#### [WHAT IS REQUIRED]
Retype the records below exactly as they stand, omitting the pictures.

#### [DATA SUPPLIED]

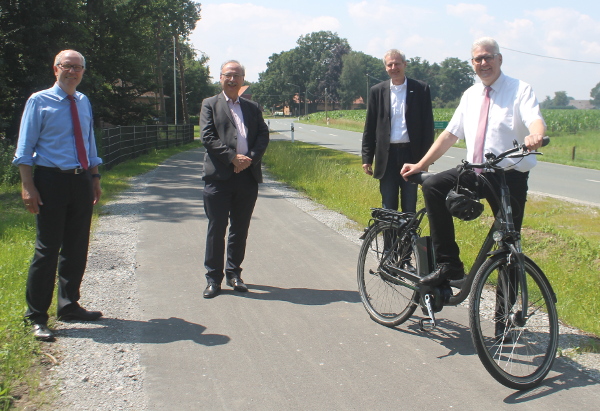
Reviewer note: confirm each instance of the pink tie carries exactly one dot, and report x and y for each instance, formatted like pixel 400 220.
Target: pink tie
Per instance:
pixel 481 126
pixel 81 155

#### [WRITTEN SOLUTION]
Reviewer note: confirm each instance of the pink tie carries exactly one dot, and report x and y for each instance, formatted like pixel 400 220.
Target: pink tie
Per instance:
pixel 481 126
pixel 81 155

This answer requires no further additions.